Actions to take:
1) According to the Form 8-K cover page, what is the date of the earliest event reported?
2) Transcribe the portion of the Form 8-K cover page starting with "UNITED STATES" and going on through "in its charter)".

Text segment:
──────────────────────────────

UNITED STATES
SECURITIES AND EXCHANGE COMMISSION
Washington, D.C. 20549
FORM 8-K
CURRENT REPORT
Pursuant to Section 13 or 15(d) of The Securities Exchange Act of 1934
Date of Report (Date of earliest event reported): June 6, 2006
KORN/FERRY INTERNATIONAL
(Exact name of registrant as specified in its charter)
Delaware | 001-14505 | 95-2623879 | ||
(State or other jurisdiction of incorporation) | (Commission File Number) | (IRS Employer Identification No.) |
1900 Avenue of the Stars, Suite 2600 | ||
Los Angeles, California | 90067 | |
(Address of principal executive offices) | (Zip Code) |
Registrant’s telephone number, including area code: (310) 552-1834
Not Applicable
(Former name or former address, if changed since last report.)

──────────────────────────────

Dataset excerpts:

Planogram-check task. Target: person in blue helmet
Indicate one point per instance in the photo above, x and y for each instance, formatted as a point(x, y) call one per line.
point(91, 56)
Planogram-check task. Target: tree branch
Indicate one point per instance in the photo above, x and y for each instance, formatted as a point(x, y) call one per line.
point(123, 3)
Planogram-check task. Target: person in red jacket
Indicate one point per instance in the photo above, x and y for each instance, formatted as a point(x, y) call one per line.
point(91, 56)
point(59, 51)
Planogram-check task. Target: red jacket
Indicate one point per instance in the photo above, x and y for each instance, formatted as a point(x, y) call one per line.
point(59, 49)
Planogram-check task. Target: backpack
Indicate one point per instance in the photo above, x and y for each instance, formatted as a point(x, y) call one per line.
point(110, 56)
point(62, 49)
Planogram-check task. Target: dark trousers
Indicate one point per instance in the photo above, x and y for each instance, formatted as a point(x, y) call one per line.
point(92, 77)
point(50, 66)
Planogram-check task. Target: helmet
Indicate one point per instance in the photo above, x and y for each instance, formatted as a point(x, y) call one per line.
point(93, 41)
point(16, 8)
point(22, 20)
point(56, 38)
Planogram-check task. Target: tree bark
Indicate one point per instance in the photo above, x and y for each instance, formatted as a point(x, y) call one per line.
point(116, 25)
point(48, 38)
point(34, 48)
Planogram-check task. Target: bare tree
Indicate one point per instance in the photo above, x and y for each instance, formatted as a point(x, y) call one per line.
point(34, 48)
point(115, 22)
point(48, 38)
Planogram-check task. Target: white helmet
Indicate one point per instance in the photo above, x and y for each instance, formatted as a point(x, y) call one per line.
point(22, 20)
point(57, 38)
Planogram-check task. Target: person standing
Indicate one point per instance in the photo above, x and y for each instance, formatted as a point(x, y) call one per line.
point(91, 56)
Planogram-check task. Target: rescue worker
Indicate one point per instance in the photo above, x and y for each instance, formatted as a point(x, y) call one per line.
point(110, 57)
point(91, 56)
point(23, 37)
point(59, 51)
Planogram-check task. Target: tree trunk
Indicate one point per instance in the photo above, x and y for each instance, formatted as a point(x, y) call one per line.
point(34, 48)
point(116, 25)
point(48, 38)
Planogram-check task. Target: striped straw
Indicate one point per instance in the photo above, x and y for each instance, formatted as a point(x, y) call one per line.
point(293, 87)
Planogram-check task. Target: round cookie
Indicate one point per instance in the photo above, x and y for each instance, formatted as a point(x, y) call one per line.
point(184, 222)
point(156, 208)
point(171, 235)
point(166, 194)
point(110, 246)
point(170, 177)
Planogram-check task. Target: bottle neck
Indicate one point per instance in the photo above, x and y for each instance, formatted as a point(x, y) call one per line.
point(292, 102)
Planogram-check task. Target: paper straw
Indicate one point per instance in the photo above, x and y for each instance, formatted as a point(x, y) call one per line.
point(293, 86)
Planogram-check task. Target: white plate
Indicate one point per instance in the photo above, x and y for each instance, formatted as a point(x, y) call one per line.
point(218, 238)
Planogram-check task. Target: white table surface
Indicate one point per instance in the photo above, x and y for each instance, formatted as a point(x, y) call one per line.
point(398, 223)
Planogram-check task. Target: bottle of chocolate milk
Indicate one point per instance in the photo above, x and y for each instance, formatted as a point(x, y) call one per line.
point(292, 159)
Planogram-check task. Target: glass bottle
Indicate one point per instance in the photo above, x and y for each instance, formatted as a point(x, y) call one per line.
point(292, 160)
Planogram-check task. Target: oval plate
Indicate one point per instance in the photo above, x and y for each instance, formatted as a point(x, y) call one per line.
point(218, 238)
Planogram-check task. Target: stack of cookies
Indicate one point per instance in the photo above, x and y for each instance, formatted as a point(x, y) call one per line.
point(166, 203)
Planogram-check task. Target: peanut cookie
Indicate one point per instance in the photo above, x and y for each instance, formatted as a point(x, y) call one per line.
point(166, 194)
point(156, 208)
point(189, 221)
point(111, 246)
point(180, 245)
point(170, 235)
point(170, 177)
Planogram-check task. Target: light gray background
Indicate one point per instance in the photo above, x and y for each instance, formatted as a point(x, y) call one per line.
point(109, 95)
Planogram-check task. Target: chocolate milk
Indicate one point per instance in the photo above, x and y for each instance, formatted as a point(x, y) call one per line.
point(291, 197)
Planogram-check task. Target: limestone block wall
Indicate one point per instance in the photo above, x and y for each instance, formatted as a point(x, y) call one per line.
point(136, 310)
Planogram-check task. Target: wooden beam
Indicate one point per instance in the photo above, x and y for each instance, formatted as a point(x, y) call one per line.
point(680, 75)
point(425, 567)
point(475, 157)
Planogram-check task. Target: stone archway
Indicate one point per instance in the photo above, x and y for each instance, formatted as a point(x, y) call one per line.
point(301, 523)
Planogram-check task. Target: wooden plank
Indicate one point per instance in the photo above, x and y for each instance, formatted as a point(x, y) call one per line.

──────────────────────────────

Completed exercise:
1) June 6, 2006

2)
UNITED STATES
SECURITIES AND EXCHANGE COMMISSION
Washington, D.C. 20549
FORM 8-K
CURRENT REPORT
Pursuant to Section 13 or 15(d) of The Securities Exchange Act of 1934
Date of Report (Date of earliest event reported): June 6, 2006
KORN/FERRY INTERNATIONAL
(Exact name of registrant as specified in its charter)